* _Aim_
Determine how many lines in the entries below contain the string "brown", treating uppercase and lowercase as different. Reply with the number alone.

* _Recorded information_
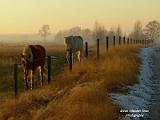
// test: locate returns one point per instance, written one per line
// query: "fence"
(50, 58)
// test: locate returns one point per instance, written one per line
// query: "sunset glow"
(27, 16)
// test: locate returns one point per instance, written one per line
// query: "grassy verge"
(82, 94)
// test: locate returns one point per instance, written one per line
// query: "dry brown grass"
(81, 94)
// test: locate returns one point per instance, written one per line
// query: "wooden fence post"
(70, 59)
(15, 80)
(114, 41)
(97, 48)
(107, 46)
(119, 40)
(49, 68)
(128, 41)
(86, 49)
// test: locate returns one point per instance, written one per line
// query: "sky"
(27, 16)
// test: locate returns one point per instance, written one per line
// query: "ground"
(146, 94)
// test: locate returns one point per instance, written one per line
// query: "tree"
(152, 30)
(44, 31)
(99, 32)
(137, 31)
(118, 31)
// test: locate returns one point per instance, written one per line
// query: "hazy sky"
(27, 16)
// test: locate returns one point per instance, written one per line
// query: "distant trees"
(137, 32)
(44, 31)
(152, 30)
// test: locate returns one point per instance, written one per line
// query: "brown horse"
(33, 59)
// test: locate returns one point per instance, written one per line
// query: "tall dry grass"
(82, 94)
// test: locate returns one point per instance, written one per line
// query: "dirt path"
(155, 97)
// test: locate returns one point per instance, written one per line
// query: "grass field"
(82, 94)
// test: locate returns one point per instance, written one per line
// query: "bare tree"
(99, 32)
(152, 30)
(118, 31)
(137, 31)
(44, 31)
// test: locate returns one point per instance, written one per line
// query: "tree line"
(151, 31)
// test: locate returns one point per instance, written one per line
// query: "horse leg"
(41, 75)
(31, 79)
(25, 79)
(79, 56)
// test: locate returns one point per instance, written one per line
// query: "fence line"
(121, 40)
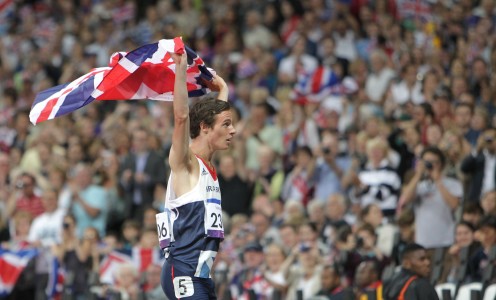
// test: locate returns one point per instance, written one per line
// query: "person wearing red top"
(331, 285)
(25, 198)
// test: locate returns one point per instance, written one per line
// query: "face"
(261, 224)
(376, 154)
(418, 262)
(368, 239)
(432, 159)
(83, 177)
(490, 140)
(49, 201)
(274, 257)
(90, 235)
(69, 225)
(374, 217)
(434, 134)
(329, 279)
(463, 115)
(306, 234)
(463, 236)
(364, 275)
(26, 184)
(220, 136)
(140, 140)
(288, 237)
(334, 208)
(488, 236)
(488, 203)
(227, 166)
(253, 259)
(316, 214)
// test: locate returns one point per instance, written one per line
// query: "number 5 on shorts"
(183, 287)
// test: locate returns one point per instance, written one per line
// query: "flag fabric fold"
(147, 72)
(12, 263)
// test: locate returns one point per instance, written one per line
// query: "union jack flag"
(316, 86)
(12, 263)
(144, 73)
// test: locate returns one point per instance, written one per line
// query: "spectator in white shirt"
(46, 229)
(378, 81)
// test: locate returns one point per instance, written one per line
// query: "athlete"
(191, 229)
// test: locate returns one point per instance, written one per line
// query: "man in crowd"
(141, 171)
(412, 281)
(481, 166)
(435, 198)
(368, 281)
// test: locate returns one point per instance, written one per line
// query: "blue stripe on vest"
(213, 200)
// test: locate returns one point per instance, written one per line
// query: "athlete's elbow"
(181, 116)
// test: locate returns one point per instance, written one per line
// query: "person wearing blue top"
(191, 230)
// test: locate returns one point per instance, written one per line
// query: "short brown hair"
(205, 111)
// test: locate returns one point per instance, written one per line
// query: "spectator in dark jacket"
(411, 282)
(481, 165)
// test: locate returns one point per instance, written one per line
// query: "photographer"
(481, 165)
(435, 198)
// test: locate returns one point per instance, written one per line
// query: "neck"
(202, 150)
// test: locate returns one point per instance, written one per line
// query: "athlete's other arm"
(180, 157)
(218, 85)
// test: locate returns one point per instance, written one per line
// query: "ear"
(203, 127)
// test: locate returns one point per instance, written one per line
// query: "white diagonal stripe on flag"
(128, 65)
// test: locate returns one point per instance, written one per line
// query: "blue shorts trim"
(204, 288)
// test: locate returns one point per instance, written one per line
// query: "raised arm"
(218, 85)
(179, 158)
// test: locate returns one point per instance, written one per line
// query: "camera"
(360, 242)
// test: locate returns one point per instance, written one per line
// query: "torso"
(193, 248)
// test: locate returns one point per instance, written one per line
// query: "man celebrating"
(193, 193)
(411, 282)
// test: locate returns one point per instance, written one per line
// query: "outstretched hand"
(180, 60)
(216, 84)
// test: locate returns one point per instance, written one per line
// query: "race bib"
(214, 227)
(183, 287)
(163, 229)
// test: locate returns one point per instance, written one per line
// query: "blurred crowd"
(362, 126)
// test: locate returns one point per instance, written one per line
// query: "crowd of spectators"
(325, 185)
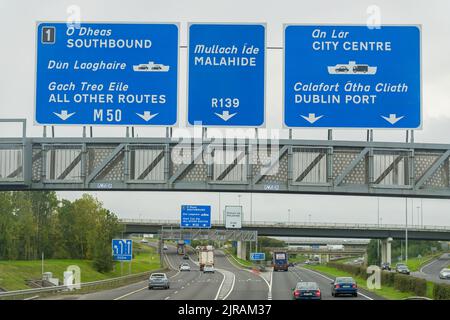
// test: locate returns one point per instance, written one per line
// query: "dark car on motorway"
(402, 268)
(344, 285)
(306, 291)
(158, 280)
(385, 266)
(444, 274)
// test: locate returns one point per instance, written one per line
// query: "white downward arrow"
(147, 115)
(311, 118)
(225, 116)
(392, 118)
(64, 115)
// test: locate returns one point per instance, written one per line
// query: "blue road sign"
(107, 74)
(255, 256)
(122, 249)
(226, 75)
(195, 216)
(352, 77)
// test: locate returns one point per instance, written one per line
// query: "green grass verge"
(414, 264)
(385, 291)
(14, 273)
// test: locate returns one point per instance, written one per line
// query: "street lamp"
(418, 216)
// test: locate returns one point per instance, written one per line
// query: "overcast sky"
(17, 60)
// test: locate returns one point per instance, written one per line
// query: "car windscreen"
(346, 280)
(307, 286)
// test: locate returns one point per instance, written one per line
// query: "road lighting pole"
(406, 230)
(378, 221)
(421, 211)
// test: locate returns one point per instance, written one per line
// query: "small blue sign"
(107, 74)
(257, 256)
(195, 216)
(122, 249)
(226, 75)
(352, 77)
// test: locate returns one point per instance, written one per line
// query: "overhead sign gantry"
(352, 77)
(226, 75)
(107, 74)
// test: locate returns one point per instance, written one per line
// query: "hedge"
(400, 282)
(441, 291)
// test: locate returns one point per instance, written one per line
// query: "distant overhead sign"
(352, 77)
(226, 74)
(195, 216)
(233, 217)
(107, 74)
(122, 249)
(257, 256)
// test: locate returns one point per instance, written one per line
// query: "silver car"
(158, 280)
(444, 274)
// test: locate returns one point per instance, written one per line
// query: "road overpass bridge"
(296, 229)
(324, 242)
(323, 230)
(240, 165)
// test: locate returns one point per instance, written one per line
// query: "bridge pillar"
(386, 250)
(242, 250)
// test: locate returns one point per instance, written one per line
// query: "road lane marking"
(130, 293)
(220, 287)
(359, 293)
(232, 287)
(428, 264)
(239, 268)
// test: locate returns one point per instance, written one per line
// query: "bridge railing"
(275, 224)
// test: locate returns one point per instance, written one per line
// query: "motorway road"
(187, 285)
(193, 285)
(247, 285)
(244, 284)
(431, 270)
(283, 282)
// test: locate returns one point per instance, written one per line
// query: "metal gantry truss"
(286, 166)
(208, 234)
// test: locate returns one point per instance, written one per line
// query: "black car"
(385, 266)
(344, 285)
(402, 268)
(306, 291)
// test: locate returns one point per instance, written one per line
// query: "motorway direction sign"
(226, 75)
(352, 76)
(257, 256)
(107, 74)
(233, 217)
(122, 249)
(193, 216)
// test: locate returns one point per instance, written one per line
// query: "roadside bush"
(387, 278)
(441, 291)
(410, 284)
(398, 281)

* _Final answer_
3